>> begin

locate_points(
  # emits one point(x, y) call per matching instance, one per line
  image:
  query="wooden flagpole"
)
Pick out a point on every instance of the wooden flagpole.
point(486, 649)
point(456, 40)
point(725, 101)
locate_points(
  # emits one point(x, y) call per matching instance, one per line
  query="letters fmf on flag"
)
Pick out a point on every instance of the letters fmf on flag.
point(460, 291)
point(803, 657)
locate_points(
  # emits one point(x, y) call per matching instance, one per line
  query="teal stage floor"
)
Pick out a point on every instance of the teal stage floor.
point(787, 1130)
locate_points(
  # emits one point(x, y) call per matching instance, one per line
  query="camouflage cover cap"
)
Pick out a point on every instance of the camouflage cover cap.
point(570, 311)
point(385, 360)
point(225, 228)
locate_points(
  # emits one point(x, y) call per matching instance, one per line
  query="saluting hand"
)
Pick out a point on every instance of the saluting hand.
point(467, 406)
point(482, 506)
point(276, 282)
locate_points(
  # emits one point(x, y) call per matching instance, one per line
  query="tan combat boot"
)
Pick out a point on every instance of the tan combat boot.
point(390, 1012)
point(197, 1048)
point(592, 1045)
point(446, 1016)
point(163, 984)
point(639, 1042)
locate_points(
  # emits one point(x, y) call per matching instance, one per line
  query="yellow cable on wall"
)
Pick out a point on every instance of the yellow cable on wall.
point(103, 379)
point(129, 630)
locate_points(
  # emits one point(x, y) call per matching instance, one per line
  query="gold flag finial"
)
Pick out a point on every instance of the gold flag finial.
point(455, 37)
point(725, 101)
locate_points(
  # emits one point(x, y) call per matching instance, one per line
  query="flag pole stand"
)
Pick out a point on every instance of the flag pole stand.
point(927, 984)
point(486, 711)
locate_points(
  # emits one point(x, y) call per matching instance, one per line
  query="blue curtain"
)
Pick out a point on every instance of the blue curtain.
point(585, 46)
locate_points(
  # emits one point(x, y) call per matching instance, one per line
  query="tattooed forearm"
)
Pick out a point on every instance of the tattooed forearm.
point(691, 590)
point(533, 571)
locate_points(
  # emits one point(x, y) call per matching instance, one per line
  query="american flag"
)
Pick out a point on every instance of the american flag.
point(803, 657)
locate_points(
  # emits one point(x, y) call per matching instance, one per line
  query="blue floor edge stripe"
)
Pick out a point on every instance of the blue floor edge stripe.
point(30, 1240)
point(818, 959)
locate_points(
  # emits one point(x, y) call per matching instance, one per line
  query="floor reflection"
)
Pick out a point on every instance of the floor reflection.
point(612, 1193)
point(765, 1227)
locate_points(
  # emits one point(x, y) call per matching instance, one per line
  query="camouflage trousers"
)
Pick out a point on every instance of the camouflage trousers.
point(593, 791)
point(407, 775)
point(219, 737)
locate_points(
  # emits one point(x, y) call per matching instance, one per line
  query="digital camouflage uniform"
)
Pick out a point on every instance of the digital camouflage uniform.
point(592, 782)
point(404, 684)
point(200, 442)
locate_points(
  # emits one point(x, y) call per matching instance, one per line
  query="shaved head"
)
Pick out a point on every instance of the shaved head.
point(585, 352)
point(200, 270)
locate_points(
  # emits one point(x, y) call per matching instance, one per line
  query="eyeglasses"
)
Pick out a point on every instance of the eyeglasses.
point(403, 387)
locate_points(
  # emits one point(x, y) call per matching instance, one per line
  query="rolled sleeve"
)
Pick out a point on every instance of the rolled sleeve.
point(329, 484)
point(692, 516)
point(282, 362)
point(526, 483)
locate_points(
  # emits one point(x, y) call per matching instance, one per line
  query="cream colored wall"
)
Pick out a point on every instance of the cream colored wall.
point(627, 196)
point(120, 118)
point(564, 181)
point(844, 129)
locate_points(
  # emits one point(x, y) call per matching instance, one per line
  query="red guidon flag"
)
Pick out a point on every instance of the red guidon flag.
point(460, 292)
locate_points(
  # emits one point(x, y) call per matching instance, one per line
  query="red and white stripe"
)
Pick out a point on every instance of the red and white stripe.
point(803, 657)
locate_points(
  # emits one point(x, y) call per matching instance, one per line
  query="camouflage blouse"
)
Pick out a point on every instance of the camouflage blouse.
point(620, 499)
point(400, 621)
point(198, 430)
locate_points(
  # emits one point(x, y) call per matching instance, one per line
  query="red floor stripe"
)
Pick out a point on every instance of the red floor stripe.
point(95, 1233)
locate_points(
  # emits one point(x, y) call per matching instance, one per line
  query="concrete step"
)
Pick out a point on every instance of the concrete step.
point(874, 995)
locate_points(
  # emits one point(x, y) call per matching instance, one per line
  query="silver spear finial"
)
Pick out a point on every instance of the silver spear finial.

>> end
>> begin

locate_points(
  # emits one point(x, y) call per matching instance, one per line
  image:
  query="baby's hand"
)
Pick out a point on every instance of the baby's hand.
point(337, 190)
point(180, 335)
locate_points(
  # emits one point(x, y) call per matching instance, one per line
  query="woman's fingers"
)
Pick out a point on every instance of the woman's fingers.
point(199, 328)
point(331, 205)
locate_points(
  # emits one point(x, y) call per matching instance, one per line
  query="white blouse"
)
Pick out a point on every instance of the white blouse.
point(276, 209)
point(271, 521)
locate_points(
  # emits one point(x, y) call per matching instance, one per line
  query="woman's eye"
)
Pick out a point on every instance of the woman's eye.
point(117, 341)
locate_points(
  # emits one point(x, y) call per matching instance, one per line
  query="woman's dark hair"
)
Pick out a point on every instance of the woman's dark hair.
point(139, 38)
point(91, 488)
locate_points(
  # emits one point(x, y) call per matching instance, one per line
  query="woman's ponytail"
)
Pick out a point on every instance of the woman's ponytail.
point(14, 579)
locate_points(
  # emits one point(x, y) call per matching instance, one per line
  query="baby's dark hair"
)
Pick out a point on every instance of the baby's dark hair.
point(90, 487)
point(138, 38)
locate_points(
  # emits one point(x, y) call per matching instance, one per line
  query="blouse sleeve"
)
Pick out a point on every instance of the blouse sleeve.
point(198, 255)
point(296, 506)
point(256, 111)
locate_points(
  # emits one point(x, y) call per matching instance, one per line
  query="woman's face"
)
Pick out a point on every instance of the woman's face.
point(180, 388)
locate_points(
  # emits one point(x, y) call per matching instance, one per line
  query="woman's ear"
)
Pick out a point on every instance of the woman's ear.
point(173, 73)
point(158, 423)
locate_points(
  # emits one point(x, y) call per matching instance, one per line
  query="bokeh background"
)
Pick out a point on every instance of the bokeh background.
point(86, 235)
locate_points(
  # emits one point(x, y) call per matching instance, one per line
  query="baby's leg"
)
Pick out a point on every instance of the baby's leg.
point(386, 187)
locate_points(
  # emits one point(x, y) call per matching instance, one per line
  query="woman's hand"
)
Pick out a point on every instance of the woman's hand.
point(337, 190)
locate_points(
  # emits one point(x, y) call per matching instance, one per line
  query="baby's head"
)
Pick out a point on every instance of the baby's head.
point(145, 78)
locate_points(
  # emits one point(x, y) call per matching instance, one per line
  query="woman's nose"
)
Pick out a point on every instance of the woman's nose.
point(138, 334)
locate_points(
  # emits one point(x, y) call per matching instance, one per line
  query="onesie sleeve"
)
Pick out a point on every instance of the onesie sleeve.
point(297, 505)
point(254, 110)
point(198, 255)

>> end
>> begin

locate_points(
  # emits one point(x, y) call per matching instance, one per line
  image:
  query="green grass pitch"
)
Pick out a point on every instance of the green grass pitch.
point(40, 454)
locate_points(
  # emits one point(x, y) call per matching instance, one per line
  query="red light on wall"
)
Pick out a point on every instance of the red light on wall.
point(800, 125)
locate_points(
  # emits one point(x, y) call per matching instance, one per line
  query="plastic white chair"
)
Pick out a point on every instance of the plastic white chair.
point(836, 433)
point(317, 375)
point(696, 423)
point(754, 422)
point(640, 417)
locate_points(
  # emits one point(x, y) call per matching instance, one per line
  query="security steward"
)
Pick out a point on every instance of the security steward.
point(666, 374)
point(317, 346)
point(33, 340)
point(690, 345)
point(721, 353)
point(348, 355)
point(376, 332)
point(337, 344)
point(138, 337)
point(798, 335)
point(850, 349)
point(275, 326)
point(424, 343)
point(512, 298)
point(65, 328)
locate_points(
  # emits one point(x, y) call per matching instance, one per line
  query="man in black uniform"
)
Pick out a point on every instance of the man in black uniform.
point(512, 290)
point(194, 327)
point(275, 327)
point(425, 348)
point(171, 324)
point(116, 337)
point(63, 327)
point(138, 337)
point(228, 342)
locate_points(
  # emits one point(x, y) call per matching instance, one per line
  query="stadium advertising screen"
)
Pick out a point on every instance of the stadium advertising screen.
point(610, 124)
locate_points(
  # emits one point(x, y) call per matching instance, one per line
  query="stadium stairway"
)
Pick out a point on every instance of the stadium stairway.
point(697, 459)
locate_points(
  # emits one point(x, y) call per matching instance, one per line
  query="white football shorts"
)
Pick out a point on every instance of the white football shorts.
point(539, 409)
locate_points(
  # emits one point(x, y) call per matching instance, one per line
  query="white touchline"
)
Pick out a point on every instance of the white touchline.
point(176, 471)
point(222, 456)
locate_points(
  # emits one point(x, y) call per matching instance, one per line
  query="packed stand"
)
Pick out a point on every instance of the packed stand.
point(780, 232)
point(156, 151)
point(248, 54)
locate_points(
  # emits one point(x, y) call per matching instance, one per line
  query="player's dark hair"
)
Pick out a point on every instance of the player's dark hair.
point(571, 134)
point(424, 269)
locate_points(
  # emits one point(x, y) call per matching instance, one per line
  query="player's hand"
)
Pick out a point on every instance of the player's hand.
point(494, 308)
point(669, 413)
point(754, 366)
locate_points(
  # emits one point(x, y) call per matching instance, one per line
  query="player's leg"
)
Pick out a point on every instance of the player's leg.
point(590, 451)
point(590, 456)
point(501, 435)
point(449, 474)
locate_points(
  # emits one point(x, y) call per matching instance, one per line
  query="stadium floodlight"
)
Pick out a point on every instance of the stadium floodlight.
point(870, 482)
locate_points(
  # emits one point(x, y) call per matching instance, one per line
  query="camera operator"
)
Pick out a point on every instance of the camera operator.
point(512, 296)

>> end

**What you will do**
How many lines in the entries above contain the word "curtain"? Give only the number.

**Result of this task**
2